---- Фрагмент текста
Мне кажется, что средневековый пафос, эта средневековая карнавальная традиция, если вспомнить Бахтина, насмешка над сакральным в абсолютно тёмные века, конечно, пришла из великой французской традиции, но в наибольшей степени из Вийона и Рабле. Я думаю, что Костер сумел не просто стилизоваться, а он сумел проникнуть в этот дух, понять его, ну, потому что он вообще был прежде всего историк и фольклорист.
Вот «Уленшпигель» в России так и не был написан. Единственная попытка написать русского «Уленшпигеля» — это Михаил Успенский с его «Жихарем». Это такая немного вельтмановская тоже попытка написать на фольклорном материале фантастику. Мне кажется, как раз Успенский очень похожий внешне на де Костера — внешне такой же вечно краснощёкий весельчак, насмешник с глубоко трагической душой, тоже очень мало проживший. Я думаю, Успенский как раз и пытался сделать то, чего в русской традиции так и не было сделано, — создать национального героя, который в русских былинах всё-таки недосоздан. Это создание национального эпоса с огромным запозданием.
И де Костер сумел создать для Фландрии такой национальной эпос, потому что это удивительное сочетание грубого и жестокого, удивительная на самом деле, высокая метафизическая культура, удивительно кровавый текст и при этом праздничный. Вот это сочетание Средневековья, утончённости и грубости, и жестокости, и праздничного разгула — то, что можно почувствовать в «Деревенском празднике» Брейгеля — вот это он сумел воссоздать. Воссоздать, конечно, средствами прежде всего стилистическими. Поэтому «Уленшпигель» и был, и остаётся для меня абсолютным чудом стиля.
Ну, теперь пара… Естественно, меня спрашивают, когда это можно читать детям и надо ли читать детям. Да, там много жестокого, много страшного, много пыточных сцен. Но я вам скажу, что детям надо это читать. Потому что если дети не будут этого читать, когда же это тогда читать? Это выдержать может только ребёнок, который это всё ещё воспринимает как сказку. На мой вкус, «Уленшпигеля» надо давать именно семи-девятилетним — прежде всего ещё потому, что это замечательная школа эпоса. Понимаете, человек начинает понимать, как делается эпопея и что в ней такого. Эпос — это великая школа, школа нравственного отношения к жизни, потому что в эпосе вот эти нравственные начала являются в какой-то своей первозданности, в чистоте. Великое дело!
А теперь — что касается «Репетиции оркестра». Этот фильм Феллини — довольно странный, многими любимый, на мой вкус лучший из всего, что он снял. Хотя всё равно я больше люблю «Сладкую жизнь». Но любить — одно, а понимать цену — другое. Это величайшая притча, которая во многом итожит XX век.
Что там происходит? Ну, вы всё помните, конечно, да? Там квазидокументальная картина, репетирует оркестр, расспрашивают музыкантов. А потом в оркестре… Сначала они начинают раздеваться, потому что музыканты устают. Режиссёр требует от них слишком большого темпа — им жарко, они потеют. Кто-то снимает фрак, кто-то наконец раздевается догола. А потом им надоедает режиссёрская диктатура, и они кричат: «Мы — оркестр террора! На мыло дирижёра!» Начинают писать на стенах. Здание начинает рушиться. Влетает вот этот шар, чугунная баба, которая разрушает всё.
--------
---- Показанные данные
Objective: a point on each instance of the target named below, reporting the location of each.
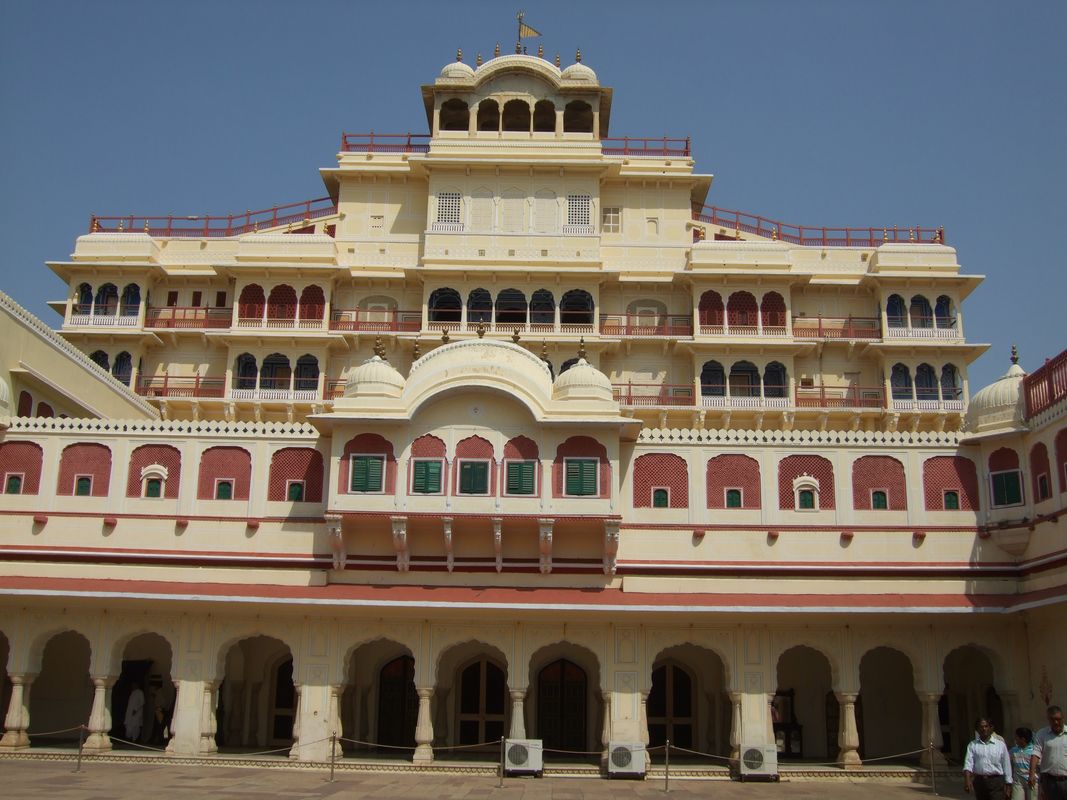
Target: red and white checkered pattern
(733, 472)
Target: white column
(518, 715)
(424, 729)
(17, 719)
(848, 737)
(98, 739)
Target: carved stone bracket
(400, 542)
(544, 540)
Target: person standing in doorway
(1050, 757)
(987, 766)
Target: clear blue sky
(830, 112)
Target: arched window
(100, 360)
(245, 371)
(542, 307)
(307, 373)
(511, 307)
(713, 380)
(445, 305)
(944, 314)
(576, 308)
(131, 300)
(107, 301)
(744, 380)
(926, 383)
(489, 115)
(896, 315)
(275, 372)
(922, 315)
(776, 381)
(544, 116)
(577, 117)
(123, 369)
(900, 382)
(516, 116)
(479, 306)
(455, 115)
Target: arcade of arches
(387, 700)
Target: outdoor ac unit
(759, 762)
(625, 758)
(523, 757)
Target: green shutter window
(582, 477)
(521, 477)
(426, 478)
(474, 478)
(1007, 489)
(367, 473)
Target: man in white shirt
(1050, 755)
(987, 767)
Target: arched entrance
(257, 700)
(969, 692)
(807, 710)
(562, 705)
(888, 713)
(62, 694)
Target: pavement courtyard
(101, 781)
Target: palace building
(514, 433)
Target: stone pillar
(424, 729)
(518, 714)
(98, 717)
(932, 731)
(735, 724)
(848, 737)
(17, 719)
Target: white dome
(582, 381)
(375, 377)
(999, 404)
(579, 73)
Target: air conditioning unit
(523, 757)
(759, 763)
(626, 758)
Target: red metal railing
(1046, 385)
(384, 142)
(628, 146)
(814, 236)
(837, 328)
(188, 317)
(209, 226)
(635, 324)
(195, 386)
(363, 319)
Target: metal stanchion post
(667, 767)
(81, 742)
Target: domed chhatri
(1000, 404)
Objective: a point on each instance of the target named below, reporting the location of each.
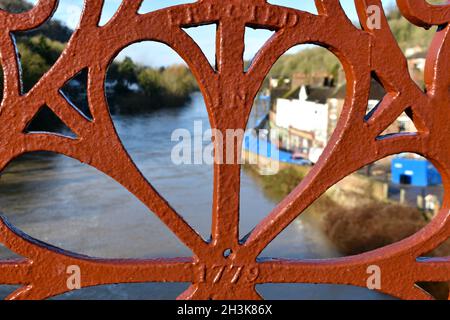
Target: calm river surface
(72, 206)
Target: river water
(70, 205)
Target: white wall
(303, 115)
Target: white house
(307, 113)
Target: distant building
(336, 103)
(416, 66)
(316, 79)
(415, 171)
(301, 121)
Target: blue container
(415, 172)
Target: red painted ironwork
(229, 93)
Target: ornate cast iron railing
(229, 93)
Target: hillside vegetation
(135, 88)
(316, 59)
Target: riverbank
(354, 215)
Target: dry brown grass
(376, 225)
(372, 226)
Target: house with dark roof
(299, 121)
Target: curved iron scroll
(362, 52)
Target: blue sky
(154, 54)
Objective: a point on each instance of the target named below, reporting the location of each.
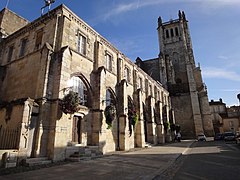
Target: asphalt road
(208, 160)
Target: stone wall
(44, 73)
(10, 22)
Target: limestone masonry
(122, 105)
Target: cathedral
(176, 70)
(63, 86)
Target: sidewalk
(137, 164)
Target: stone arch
(110, 96)
(87, 89)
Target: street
(199, 160)
(207, 160)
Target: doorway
(76, 129)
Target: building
(175, 68)
(225, 119)
(42, 62)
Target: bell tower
(179, 74)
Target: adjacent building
(121, 106)
(176, 70)
(225, 119)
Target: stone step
(83, 153)
(147, 145)
(30, 160)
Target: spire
(183, 15)
(159, 21)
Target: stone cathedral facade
(42, 61)
(175, 68)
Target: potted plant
(70, 103)
(110, 114)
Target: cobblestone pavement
(148, 163)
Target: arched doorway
(145, 122)
(76, 129)
(81, 121)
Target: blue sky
(131, 25)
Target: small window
(10, 53)
(176, 31)
(23, 47)
(172, 34)
(150, 90)
(140, 85)
(38, 42)
(109, 60)
(167, 34)
(80, 87)
(127, 74)
(82, 44)
(109, 98)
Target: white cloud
(223, 57)
(212, 72)
(137, 4)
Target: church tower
(179, 74)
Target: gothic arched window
(79, 86)
(110, 100)
(127, 74)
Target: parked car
(229, 136)
(201, 137)
(218, 136)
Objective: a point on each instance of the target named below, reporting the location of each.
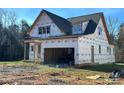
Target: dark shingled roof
(63, 24)
(92, 24)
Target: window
(107, 49)
(99, 49)
(110, 51)
(48, 29)
(44, 30)
(100, 30)
(40, 30)
(77, 28)
(32, 48)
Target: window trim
(43, 30)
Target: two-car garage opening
(59, 56)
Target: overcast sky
(30, 14)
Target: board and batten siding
(96, 40)
(82, 45)
(45, 20)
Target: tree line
(12, 34)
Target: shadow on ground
(104, 67)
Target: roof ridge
(55, 15)
(85, 15)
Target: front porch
(32, 50)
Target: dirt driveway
(32, 74)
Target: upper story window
(99, 49)
(100, 30)
(32, 48)
(44, 30)
(107, 49)
(77, 28)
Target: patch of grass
(104, 67)
(11, 62)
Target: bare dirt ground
(33, 74)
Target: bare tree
(113, 27)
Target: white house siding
(56, 43)
(60, 43)
(82, 45)
(84, 48)
(45, 20)
(31, 53)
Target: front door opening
(92, 54)
(59, 56)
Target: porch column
(24, 51)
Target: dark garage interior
(59, 56)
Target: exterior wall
(82, 45)
(84, 48)
(79, 28)
(46, 21)
(57, 43)
(31, 53)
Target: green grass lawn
(81, 72)
(44, 71)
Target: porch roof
(39, 39)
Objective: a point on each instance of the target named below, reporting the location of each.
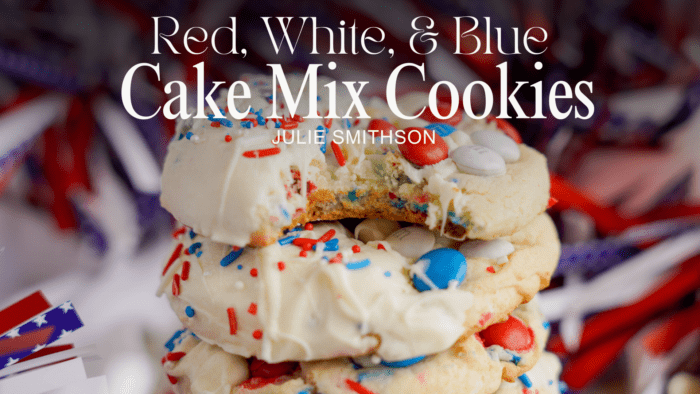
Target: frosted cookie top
(318, 293)
(243, 182)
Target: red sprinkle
(337, 259)
(175, 356)
(179, 232)
(173, 257)
(176, 285)
(338, 153)
(358, 388)
(423, 152)
(185, 270)
(253, 308)
(232, 322)
(253, 154)
(327, 236)
(511, 334)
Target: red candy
(379, 127)
(511, 334)
(443, 108)
(506, 128)
(423, 152)
(261, 369)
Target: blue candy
(443, 266)
(402, 363)
(442, 129)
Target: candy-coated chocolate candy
(478, 160)
(442, 129)
(506, 127)
(441, 267)
(511, 334)
(423, 151)
(261, 369)
(499, 143)
(411, 242)
(379, 127)
(402, 363)
(496, 249)
(375, 229)
(443, 109)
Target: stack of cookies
(330, 255)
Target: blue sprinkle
(526, 380)
(402, 363)
(231, 257)
(442, 129)
(356, 265)
(193, 248)
(515, 360)
(288, 240)
(170, 345)
(371, 374)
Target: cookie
(318, 293)
(467, 367)
(241, 183)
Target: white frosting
(312, 309)
(210, 184)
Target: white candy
(495, 249)
(412, 242)
(498, 142)
(375, 229)
(478, 160)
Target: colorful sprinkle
(232, 322)
(356, 265)
(173, 257)
(338, 153)
(231, 257)
(185, 270)
(253, 308)
(262, 152)
(357, 387)
(525, 380)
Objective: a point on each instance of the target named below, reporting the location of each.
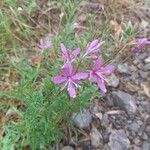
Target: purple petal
(76, 52)
(64, 50)
(94, 46)
(101, 84)
(58, 79)
(140, 45)
(41, 45)
(91, 76)
(67, 69)
(80, 75)
(107, 69)
(71, 90)
(98, 64)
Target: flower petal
(140, 45)
(64, 50)
(67, 69)
(41, 45)
(107, 69)
(101, 84)
(76, 52)
(80, 75)
(71, 90)
(98, 64)
(58, 79)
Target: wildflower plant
(70, 78)
(68, 73)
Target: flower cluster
(70, 78)
(141, 43)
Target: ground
(120, 119)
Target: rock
(145, 146)
(105, 120)
(143, 74)
(125, 101)
(147, 60)
(105, 136)
(118, 140)
(124, 68)
(96, 137)
(82, 119)
(112, 80)
(67, 148)
(134, 127)
(137, 141)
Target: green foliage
(45, 114)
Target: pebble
(147, 60)
(67, 148)
(82, 119)
(112, 80)
(145, 146)
(118, 140)
(134, 127)
(96, 137)
(124, 68)
(125, 101)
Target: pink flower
(141, 44)
(98, 6)
(69, 78)
(97, 74)
(67, 55)
(44, 44)
(94, 46)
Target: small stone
(106, 147)
(96, 137)
(118, 140)
(82, 119)
(137, 141)
(105, 137)
(112, 80)
(147, 60)
(143, 74)
(67, 148)
(146, 67)
(124, 68)
(145, 146)
(134, 127)
(105, 120)
(125, 101)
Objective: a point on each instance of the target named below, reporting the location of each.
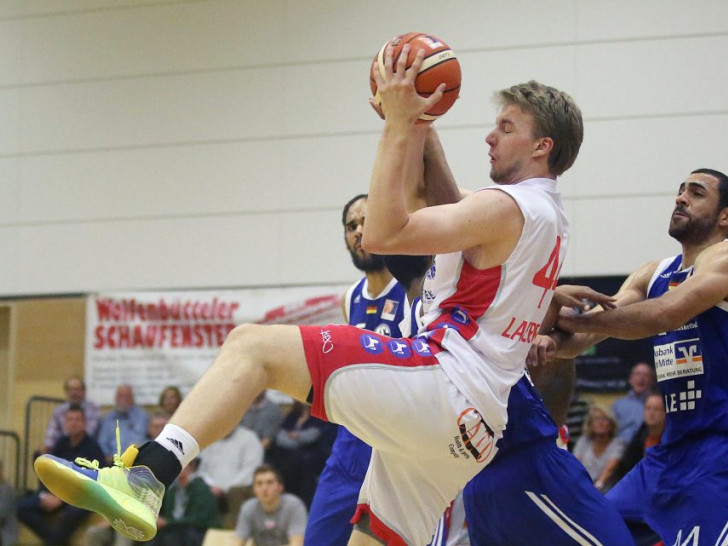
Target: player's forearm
(396, 167)
(572, 345)
(636, 321)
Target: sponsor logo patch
(477, 436)
(389, 309)
(421, 347)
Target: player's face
(511, 145)
(353, 228)
(695, 217)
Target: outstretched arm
(708, 286)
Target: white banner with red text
(152, 340)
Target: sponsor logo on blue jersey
(399, 348)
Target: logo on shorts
(476, 434)
(399, 348)
(327, 344)
(421, 347)
(371, 344)
(383, 329)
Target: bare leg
(253, 358)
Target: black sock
(163, 463)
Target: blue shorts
(337, 492)
(540, 494)
(680, 491)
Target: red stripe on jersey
(474, 294)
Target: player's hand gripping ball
(440, 66)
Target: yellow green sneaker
(128, 496)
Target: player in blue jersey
(680, 488)
(377, 302)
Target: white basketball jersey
(488, 318)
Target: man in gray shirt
(272, 518)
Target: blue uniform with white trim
(534, 492)
(335, 500)
(680, 488)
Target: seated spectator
(75, 390)
(169, 400)
(648, 435)
(264, 418)
(227, 466)
(272, 518)
(302, 445)
(132, 422)
(45, 514)
(102, 534)
(630, 408)
(598, 449)
(8, 512)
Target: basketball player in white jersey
(432, 407)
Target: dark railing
(38, 411)
(10, 456)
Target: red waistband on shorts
(378, 528)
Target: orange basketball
(440, 66)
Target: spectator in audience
(132, 422)
(75, 390)
(8, 513)
(227, 466)
(272, 518)
(170, 399)
(630, 408)
(45, 514)
(302, 445)
(598, 449)
(648, 435)
(264, 418)
(189, 509)
(576, 417)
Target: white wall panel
(624, 19)
(151, 39)
(191, 143)
(236, 250)
(195, 180)
(646, 156)
(616, 236)
(10, 191)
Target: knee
(244, 339)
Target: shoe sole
(122, 511)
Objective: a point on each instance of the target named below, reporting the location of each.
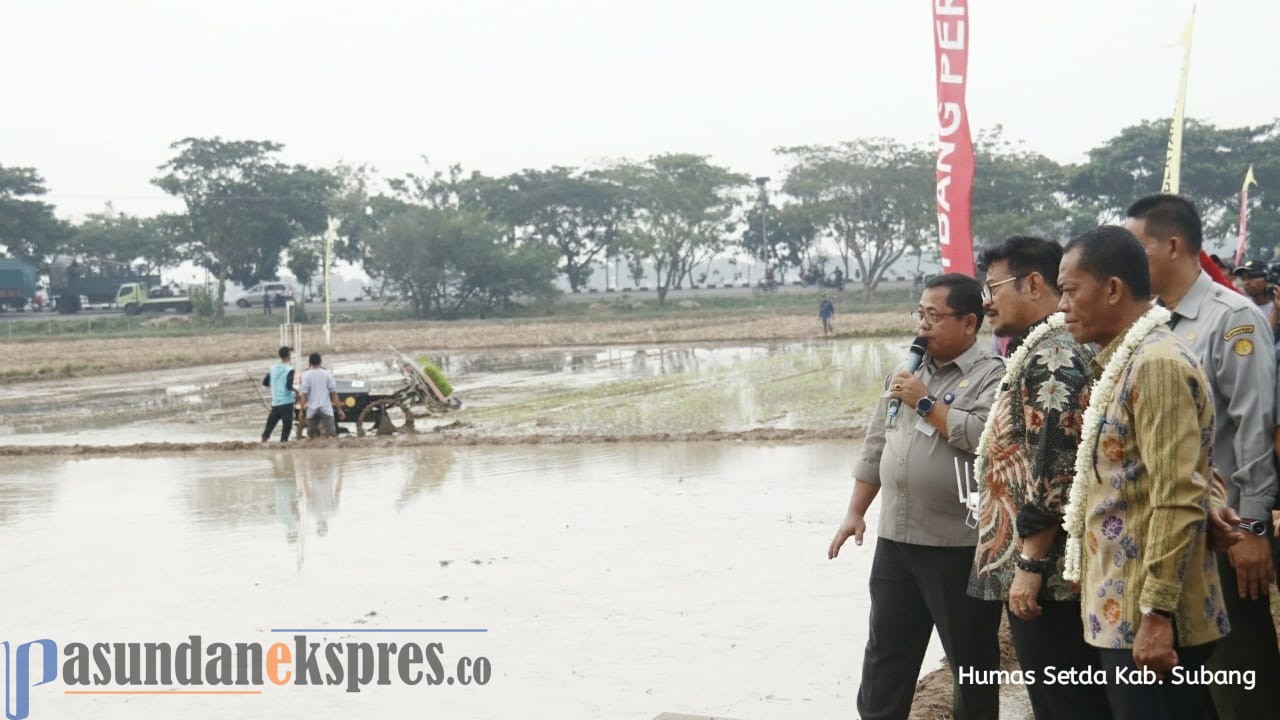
--------
-- Задание --
Перескажите короче абзац текста выше, который начинается словами «И де Костер сумел создать», и сохраните его главные мысли.

-- Итоговый результат --
Де Костер создал для Фландрии национальный эпос. В этой книге сходятся грубость и жестокость, высокая метафизическая культура, кровь и праздник. Это средневековое сочетание утончённости, грубости, жестокости и праздничного разгула, которое чувствуется в «Деревенском празднике» Брейгеля, он воссоздал прежде всего средствами стиля. Поэтому «Уленшпигель» был и остаётся для меня абсолютным чудом стиля.